[start of EXCERPT TO READ]
After the devastation of the Second World War the City of London was forced to cede the lead role as world financial center to New York and the dollar system. Power passed from the formal British Empire to the informal American Empire. Wall Street replaced the City of London after the 1944 Bretton Woods talks.
Times have changed. Today the City of London has become the world’s leading financial center, and the place where more currency trade is done than even New York. It has already entered into a bilateral agreement with the Peoples’ bank of China to trade in Renminbi and is the third largest RMB center in the world. The question is whether Britain, or as Charles de Gaulle termed her, “Perfidious Albion” is positioning herself as a Trojan Horse for Washington, insinuating herself deep into the evolving Chinese Grand Design. Or is the Trojan Horse preparing to ride away from her Trans-Atlantic partner in the United States, galloping to her east?
China’s CIPS Grand Design
What is becoming clear even to those in Washington’s Treasury Department is that China has its own long-term strategy, her Grand Design. It calls for becoming fully independent of the US dollar as a reserve currency that can be used to wage currency wars against a recalcitrant China. Today China is the largest foreign holder of US Government debt, an Achilles Heel that in a situation of US financial sanctions or asset freeze could be devastating to Beijing.
A giant step in making not only China but also Russia and other nations less vulnerable to the US Treasury’s Financial Terrorism Department actions came this October when Beijing began its own SWIFT interbank clearing system. During the recent US sanctions against Iran, Washington successfully arm-twisted the private Belgium-based SWIFT interbank system to freeze Iran from any international bank transfers, de facto strangling the Iranian economy, making export of oil nearly impossible.
In 2014 when Washington imposed numerous sanctions against Russia, she tried to pressure SWIFT, a private system of some 200 major international banks, to block Russia as well from using SWIFT, something Russia declared would be an act of warfare. In the event, at least that time, SWIFT members refused to impose a ban on SWIFT payment networks. Foolishly, Britain’s Cameron and the Russo-phobe Polish government joined Washington in August 2014 in trying to get SWIFT to freeze Russian banks out. In response, President Vladimir Putin ordered creation of a Russian interbank clearing system internal to Russia and it is today operational. China followed with establishment of plans for their own Chinese interbank clearing system that would go international, including with Russian banks, a severe blow to the politicized SWIFT of western banks.
[end of EXCERPT TO READ]
[start of SUPPLIED INFORMATION]
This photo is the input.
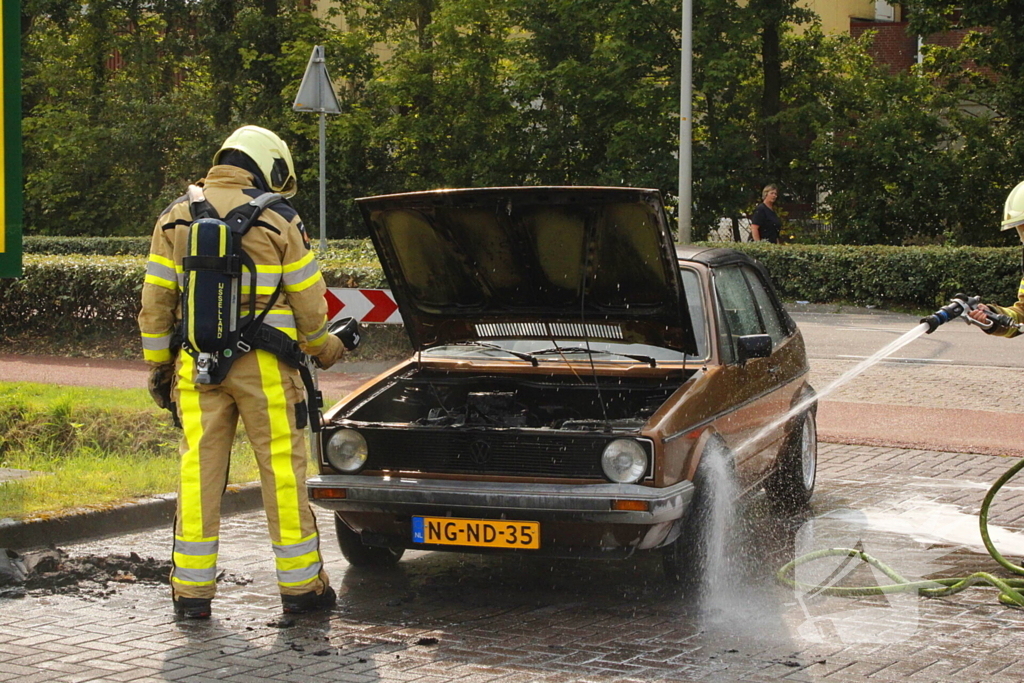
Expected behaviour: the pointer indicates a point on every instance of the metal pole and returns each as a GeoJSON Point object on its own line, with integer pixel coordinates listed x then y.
[end of SUPPLIED INFORMATION]
▶ **TO-DO LIST**:
A - In the article on China's financial Grand Design, what rank does the City of London hold among the world's RMB centers?
B - Write the next part of the article on China's financial Grand Design, picking up after its final sentence.
The material plays no part in what is asked here.

▶ **FINAL ANSWERS**:
A - It is the third largest RMB center in the world.

B -
Now China has opened operations on a limited basis of its alternative to SWIFT. It’s called the CIPS or China International Payments System. It uses the same coding system as other international payment systems, making transactions more fluid and rapid. It is a super-network that will replace existing multiple clearing houses that process yuan payments, and will rival Visa and MasterCard.
CIPS will be a major support for the internationalization of the RMB and actually more significant in many respects for China’s international financial security against US financial attacks, than China’s effort to win acceptance by the International Monetary Fund as one of the Special Drawing Rioghts (SDR) currencies used in the IMF currency basket alongside the dollar, yen, pound and euro today.
China’s national bank has quietly been laying the infrastructure for this for some time. Already the RMB is the world’s fourth most traded currency surpassing the Japanese Yen. Before launch of CIPS however using RMB in cross-border financial dealings was time-consuming and costly with only offshore clearing banks in Hong Kong, Singapore or London able to do the transactions. With CIPS it will be dramatically faster and cheaper. SWIFT will be the loser as will Washington and their foolish financial warfare sanctions.
CIPS will also facilitate financial coordination between China and her BRICS partner countries, especially Russia. The Russian Finance Ministry announced on November 6 that the Russian government will issue state bonds in 2016 to an as yet undetermined amount, in RMB, in a bid to outflank US sanctions and effectively draw closer to her strategic partner, China. The Washington US Treasury Financial Terrorism unit’s sanctions imposed on Russia in 2014 targeted its large state-owned banks. Sberbank, VTB, Vnesheconombank, Gazprombank and Rosselkhozbank (Russian Agriculture Bank) were cut off from long-term (over 30-day) Western financing. China could offset that now.
Beijing freezes financial liberalization
Another stragegic move that stands to protect China from the financial speculative attacks that devastated the Asian Tiger economies in 1997-98, is the decision by the Chinese leadership to put major financial market liberalization “reforms” on ice at least until 2020. Washington has openly pushed the reforms to get capital controls lifted to allow the free flow in and out of China of capital.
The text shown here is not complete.